• List of tasks
A: Condense the paragraph of the passage on older women's housing that begins "Homelessness is growing fastest" into a short bulleted list that keeps its main facts.
B: Reproduce word for word the section of the passage on older women's housing that begins at the words "Homelessness is growing" and stops after "have limited income.".

Homelessness is growing fastest among women, particularly older women. Financial disadvantage faces women throughout their lives and often bites hard as they age. Women earn less than men and retire with almost half as much superannuation. They have limits on their ability to work full-time and spend more time in unpaid, undervalued work caring for children and older parents. They’re also overrepresented in the lowest-paying professions.
A lack of superannuation, a marriage breakup, death of a spouse or poor health results in many women facing housing insecurity and potential homelessness for the first time when they are older. They have often been independent, worked and raised children, but now have limited income.
Women aged over 55 who have some assets often don’t qualify for social housing, but they have limited or no working career ahead of them. Without the financial capacity to buy a home, they’re are locked into the private rental market. They are often forced to watch their savings drop with unaffordable rent and no long-term housing security.
Women’s Property Initiatives (WPI) research has shown that these women have genuine interest in investing their money in a home in order to preserve their capital and have secure housing as they age. WPI’s innovative Older Women’s Housing Program takes a different approach to the supply of affordable homes. It will enable low-income women over 55 with modest assets to secure a suitable home into the future. They will still have to pay rent on a portion of the property, but they will have peace of mind from knowing that the rent is affordable and that their capital investment and their tenancy is secure.

• Material provided
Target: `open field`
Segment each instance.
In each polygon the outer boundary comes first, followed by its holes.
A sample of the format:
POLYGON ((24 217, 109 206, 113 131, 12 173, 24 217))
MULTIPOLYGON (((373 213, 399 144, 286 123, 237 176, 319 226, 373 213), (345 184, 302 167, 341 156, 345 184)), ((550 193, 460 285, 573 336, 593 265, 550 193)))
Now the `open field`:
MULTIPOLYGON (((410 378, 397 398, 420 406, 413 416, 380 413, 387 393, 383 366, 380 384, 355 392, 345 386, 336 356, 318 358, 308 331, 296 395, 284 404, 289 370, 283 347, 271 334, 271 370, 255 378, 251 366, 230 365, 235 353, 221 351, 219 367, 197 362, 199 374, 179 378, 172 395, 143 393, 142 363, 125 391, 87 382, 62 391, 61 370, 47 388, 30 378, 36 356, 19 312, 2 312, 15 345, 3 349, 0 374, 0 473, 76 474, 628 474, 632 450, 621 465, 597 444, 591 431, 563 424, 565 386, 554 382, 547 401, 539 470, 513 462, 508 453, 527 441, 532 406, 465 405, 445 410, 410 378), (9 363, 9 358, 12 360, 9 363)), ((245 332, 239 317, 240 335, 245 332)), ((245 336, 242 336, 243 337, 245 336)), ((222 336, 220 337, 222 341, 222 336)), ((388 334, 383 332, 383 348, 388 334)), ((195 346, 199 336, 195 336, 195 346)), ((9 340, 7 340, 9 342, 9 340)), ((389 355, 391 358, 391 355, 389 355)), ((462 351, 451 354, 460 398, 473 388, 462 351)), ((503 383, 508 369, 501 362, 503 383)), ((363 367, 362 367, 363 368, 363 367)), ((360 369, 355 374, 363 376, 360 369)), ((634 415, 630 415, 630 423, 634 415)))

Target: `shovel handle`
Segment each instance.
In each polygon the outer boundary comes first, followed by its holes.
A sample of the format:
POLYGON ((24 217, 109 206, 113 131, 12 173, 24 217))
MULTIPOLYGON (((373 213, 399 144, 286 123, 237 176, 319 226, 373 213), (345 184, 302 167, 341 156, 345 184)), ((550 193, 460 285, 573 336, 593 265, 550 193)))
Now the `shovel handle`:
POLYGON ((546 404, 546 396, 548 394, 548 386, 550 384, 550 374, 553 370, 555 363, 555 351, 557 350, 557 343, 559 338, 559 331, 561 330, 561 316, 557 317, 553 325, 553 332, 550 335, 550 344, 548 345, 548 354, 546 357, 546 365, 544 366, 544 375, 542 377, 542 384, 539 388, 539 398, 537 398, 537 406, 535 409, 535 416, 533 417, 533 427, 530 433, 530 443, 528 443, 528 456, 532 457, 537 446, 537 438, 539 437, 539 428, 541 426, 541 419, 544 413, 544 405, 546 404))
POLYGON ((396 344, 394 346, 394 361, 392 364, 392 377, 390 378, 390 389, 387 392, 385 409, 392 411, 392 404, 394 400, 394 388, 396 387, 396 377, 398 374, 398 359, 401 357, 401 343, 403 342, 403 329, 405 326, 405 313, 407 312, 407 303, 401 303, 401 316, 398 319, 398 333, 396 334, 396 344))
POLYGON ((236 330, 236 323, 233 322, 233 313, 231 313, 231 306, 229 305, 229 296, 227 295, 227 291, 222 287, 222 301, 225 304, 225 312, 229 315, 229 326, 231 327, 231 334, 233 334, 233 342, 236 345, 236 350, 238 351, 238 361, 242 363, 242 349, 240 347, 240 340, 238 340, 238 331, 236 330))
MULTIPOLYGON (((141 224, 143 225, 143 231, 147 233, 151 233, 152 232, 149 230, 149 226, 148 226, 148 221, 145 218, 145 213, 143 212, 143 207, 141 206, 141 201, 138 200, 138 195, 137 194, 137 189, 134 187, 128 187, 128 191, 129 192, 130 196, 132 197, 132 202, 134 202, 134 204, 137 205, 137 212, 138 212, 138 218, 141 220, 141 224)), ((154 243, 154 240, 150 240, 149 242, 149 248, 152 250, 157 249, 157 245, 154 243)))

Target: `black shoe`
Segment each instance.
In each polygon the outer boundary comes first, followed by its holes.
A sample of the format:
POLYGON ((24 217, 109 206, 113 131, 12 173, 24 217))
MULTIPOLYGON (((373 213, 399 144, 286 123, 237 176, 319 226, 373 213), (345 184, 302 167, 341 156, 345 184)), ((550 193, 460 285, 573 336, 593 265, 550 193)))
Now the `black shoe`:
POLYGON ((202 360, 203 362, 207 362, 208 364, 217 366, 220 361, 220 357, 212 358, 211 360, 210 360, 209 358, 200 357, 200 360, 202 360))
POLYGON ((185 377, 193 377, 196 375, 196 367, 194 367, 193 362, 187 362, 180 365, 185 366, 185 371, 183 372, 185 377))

• Solutions below
A:
- Homelessness is rising fastest among women, especially older women.
- Women face financial disadvantage throughout life, and it often hits hardest as they age.
- They earn less than men and retire with almost half as much superannuation.
- Their capacity for full-time work is limited, and they do more unpaid, undervalued care of children and older parents.
- They are overrepresented in the lowest-paying professions.

B:
Homelessness is growing fastest among women, particularly older women. Financial disadvantage faces women throughout their lives and often bites hard as they age. Women earn less than men and retire with almost half as much superannuation. They have limits on their ability to work full-time and spend more time in unpaid, undervalued work caring for children and older parents. They’re also overrepresented in the lowest-paying professions.
A lack of superannuation, a marriage breakup, death of a spouse or poor health results in many women facing housing insecurity and potential homelessness for the first time when they are older. They have often been independent, worked and raised children, but now have limited income.